:: Assigned task 1 ::
In the Lions tour article, shorten the paragraph that begins "The behind-the-scenes work has been ongoing" and keep its main facts.
:: Assigned task 2 ::
Reproduce the part of the Lions tour article from "The South African Rugby Union, robbed" up to and including "of both entities.", word for word.

Start of Document section

Why we in South Africa simply have to make the Lions tour memorable
Mark Keohane, on IOL, writes that the British & Irish Lions tour to South Africa will still be a success, crowds or no crowds.
Springboks World Cup winning coach and National Director of Rugby Rassie Erasmus a few months ago declared that if his world champions had to go to Britain and do battle with the best of the British & Irish Lions then that is what they would do to make the Test series happen.
Erasmus was among the most influential voices in promoting the virtues of the Lions as an entity. He had made his Test debut against the famed men in red in 1997. He understood the significance of the Lions, to the history of the Springboks, and to the world game.
He was also emphatic that in an ideal world, free of the #Covid pandemic, 2021 would still hopefully produce the greatest rugby tour ever when the Lions arrived in South Africa.
Erasmus made these statements several months ago, while the tour organisers worked frantically to unpack the Lions in South Africa with full crowds, the Lions in South Africa with 50 percent crowds, the Lions in South Africa with scattered crowds, the Lions in South Africa behind closed doors, the Lions in South Africa playing in one centralized location, bubbled in adherence with strict Covid protocols, the Lions simply in South Africa.
The alternative was the Springboks in the United Kingdom and Ireland, just to make the series happen.
Commercially, the strongest argument was for the tour to be flipped if there could be no guarantee of crowds in South Africa or Lions touring supporters to South Africa.
South Africa, as a country, was always earmarked as the biggest beneficiary of the Lions tour. It was projected that the Lions, as an eight-occasion rugby carnival, would bring in excess of R6 billion to the economy.
The South African Rugby Union, robbed of the hosting rights to the 2023 World Cup because of politically motivated and agenda-based voting, at least had the financial windfall of the Lions as some sort of comfort.
The behind-the-scenes work has been ongoing for the past three years. A dedicated business, the South African Rugby Event Services, was formed by the Lions and SA Rugby to ensure a commercial model unique to tours and in the best interests of both entities.
It has been full on for the past three years.
So much has gone into the planning and preparation.
And then Covid struck and refused to leave quietly.
SA Rugby’s leadership for the past six months has explored every opportunity to ensure the world champions could host the Lions. When it seemed there was no possibility of crowds and all the talk in Britain was of crowds returning to sporting events by the end of June, a historic flip tour beckoned.
I have been privy to the effort that has gone on behind the scenes and the incredible contributions being made to get the Springboks onto the field against the Lions, regardless of where the series would be played.
The on-going effort has showcased the respect there is to the occasion and while the flip tour hasn’t materialised because overseas government guarantees couldn’t be secured, the one consistent throughout has been SA Rugby’s leadership’s decisiveness to do what is right for South African rugby and for South Africa.
They couldn’t delay the decision any longer, in the hope of a miracle South African vaccination programme and the Lions couldn’t offer hosting risk guarantees.
To go back to Eramsus’s original rallying cry, it was a case of this series simply had to be played, regardless of crowds or no crowds.
And now that the series is confirmed, the rallying cry is how South Africans can still turn the Lions in South Africa into one of the most remembered events, despite not necessarily getting to the ground.

End of Document section
Start of Information provided

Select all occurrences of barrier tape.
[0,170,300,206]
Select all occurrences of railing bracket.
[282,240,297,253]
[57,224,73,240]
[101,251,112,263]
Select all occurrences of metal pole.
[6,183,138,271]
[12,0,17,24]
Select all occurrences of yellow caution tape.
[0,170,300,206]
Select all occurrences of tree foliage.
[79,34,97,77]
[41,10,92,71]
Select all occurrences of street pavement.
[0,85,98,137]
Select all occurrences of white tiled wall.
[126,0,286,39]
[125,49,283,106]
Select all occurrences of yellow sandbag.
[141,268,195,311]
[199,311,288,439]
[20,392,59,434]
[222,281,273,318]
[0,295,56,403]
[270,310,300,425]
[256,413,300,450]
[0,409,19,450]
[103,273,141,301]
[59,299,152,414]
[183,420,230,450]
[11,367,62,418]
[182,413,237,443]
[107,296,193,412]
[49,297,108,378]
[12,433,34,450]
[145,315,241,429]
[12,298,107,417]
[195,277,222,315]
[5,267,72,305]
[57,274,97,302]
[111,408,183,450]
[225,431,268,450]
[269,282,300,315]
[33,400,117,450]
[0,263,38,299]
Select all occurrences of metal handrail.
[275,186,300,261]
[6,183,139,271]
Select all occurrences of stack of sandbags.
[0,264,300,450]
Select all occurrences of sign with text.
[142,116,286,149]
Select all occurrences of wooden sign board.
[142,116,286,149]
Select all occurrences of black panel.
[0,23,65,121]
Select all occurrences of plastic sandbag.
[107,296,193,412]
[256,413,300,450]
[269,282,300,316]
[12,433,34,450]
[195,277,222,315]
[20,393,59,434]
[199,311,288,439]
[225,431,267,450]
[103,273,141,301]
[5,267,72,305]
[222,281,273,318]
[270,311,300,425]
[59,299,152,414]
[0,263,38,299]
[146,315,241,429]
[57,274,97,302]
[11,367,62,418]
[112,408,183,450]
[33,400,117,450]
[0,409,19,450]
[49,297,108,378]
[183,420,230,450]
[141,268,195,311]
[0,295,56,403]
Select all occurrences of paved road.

End of Information provided

:: Response area 1 ::
For three years, the Lions and SA Rugby have been working behind the scenes. They set up a dedicated business, the South African Rugby Event Services, to create a commercial model unique to tours that serves both sides best.

:: Response area 2 ::
The South African Rugby Union, robbed of the hosting rights to the 2023 World Cup because of politically motivated and agenda-based voting, at least had the financial windfall of the Lions as some sort of comfort.
The behind-the-scenes work has been ongoing for the past three years. A dedicated business, the South African Rugby Event Services, was formed by the Lions and SA Rugby to ensure a commercial model unique to tours and in the best interests of both entities.